■ Work required ■
Could you turn every line of the records below into a single numbered list, leaving out any blank lines?

■ Records for this exercise ■
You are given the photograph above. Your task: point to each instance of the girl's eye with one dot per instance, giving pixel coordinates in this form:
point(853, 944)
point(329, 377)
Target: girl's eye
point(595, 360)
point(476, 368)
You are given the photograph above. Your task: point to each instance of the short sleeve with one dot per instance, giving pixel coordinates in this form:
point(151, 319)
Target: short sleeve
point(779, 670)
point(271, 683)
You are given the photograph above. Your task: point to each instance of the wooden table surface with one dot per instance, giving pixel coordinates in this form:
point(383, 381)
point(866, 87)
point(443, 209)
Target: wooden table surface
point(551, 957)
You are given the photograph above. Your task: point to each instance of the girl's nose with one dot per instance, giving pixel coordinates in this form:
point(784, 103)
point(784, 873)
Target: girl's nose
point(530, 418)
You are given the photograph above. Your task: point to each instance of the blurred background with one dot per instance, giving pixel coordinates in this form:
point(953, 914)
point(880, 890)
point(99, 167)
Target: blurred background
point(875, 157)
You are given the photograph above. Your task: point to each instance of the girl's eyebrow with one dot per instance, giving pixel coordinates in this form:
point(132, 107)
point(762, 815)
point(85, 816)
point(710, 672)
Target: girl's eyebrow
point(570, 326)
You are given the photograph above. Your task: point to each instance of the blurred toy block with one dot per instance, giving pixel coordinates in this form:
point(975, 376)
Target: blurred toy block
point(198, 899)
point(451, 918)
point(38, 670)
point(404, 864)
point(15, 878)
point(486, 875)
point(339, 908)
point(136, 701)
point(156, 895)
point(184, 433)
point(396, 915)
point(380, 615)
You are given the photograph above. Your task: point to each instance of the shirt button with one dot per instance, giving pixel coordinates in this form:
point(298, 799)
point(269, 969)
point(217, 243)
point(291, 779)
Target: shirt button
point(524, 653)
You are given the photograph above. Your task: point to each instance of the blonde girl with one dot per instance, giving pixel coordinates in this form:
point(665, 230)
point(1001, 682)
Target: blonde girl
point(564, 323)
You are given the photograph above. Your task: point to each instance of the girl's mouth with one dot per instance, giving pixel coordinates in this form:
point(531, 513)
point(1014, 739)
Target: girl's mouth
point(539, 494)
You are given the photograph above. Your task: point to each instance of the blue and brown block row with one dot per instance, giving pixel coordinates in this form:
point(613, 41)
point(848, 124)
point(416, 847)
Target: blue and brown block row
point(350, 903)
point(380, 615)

■ The result ■
1. You are given the photograph above. Your task: point to each instance of the girl's eye with one dot per instance, giving pixel coordinates in this form:
2. point(853, 944)
3. point(329, 377)
4. Target: girl's eye
5. point(595, 360)
6. point(476, 368)
7. You are given the photograph above. Your task: point to each instance of the short sleeve with one dot per instance, giving pixel coordinates in this form:
8. point(151, 319)
9. Target: short sleeve
10. point(779, 670)
11. point(271, 683)
12. You are given the photograph above. Your task: point to each instance of the wooden table surface with one dot per instance, giving pixel coordinates in this form:
13. point(383, 381)
14. point(866, 87)
15. point(443, 209)
16. Target: wooden table surface
17. point(551, 957)
18. You are given the photograph above. Your task: point to each instance of the girl's nose with one dot per instance, giving pixel coordinates in this form:
19. point(784, 103)
20. point(784, 873)
21. Target: girl's nose
22. point(530, 418)
23. You are given the photograph above. Your task: point to each instance of the blurred background with one dot per instance, giving pixel coordinates in this form:
24. point(953, 914)
25. point(880, 890)
26. point(99, 167)
27. Target: blurred background
28. point(875, 157)
29. You are given the photograph above. Your task: point to each instance of the girl's eyebrow with one dot per instance, giving pixel coordinates in this form:
30. point(132, 107)
31. point(762, 815)
32. point(85, 816)
33. point(710, 672)
34. Target: girl's eyebrow
35. point(570, 326)
36. You are given the photograph above. Your task: point to each instance of the blurred toy block with one dot per instance, giving pixel coordinates in this form:
37. point(975, 376)
38. Target: blurred toy block
39. point(198, 899)
40. point(451, 918)
41. point(38, 670)
42. point(404, 864)
43. point(15, 878)
44. point(486, 875)
45. point(339, 908)
46. point(136, 701)
47. point(156, 895)
48. point(184, 433)
49. point(396, 915)
50. point(380, 615)
51. You are given the photograph above. Your task: point to each instance of the shirt button with one dot per instance, giving pixel coordinates in this form:
52. point(298, 799)
53. point(269, 969)
54. point(217, 243)
55. point(291, 779)
56. Target: shirt button
57. point(524, 653)
58. You are given the photograph above. Your task: point to each instance of the blonde girl with one dot per instance, giving pixel coordinates in this form:
59. point(665, 230)
60. point(1001, 682)
61. Target: blonde girl
62. point(564, 323)
63. You are given the photograph above. Your task: point to each instance of the girl's mouth with one dot per instance, giving pixel coordinates in this form:
64. point(531, 513)
65. point(1014, 739)
66. Target: girl's mouth
67. point(539, 494)
68. You are given the photograph above. Your task: point to each instance of the blue and brown block row with one dot per instance, giving pixel coordinates in this form:
69. point(613, 41)
70. point(848, 124)
71. point(416, 847)
72. Target: blue and brown block row
73. point(350, 903)
74. point(380, 615)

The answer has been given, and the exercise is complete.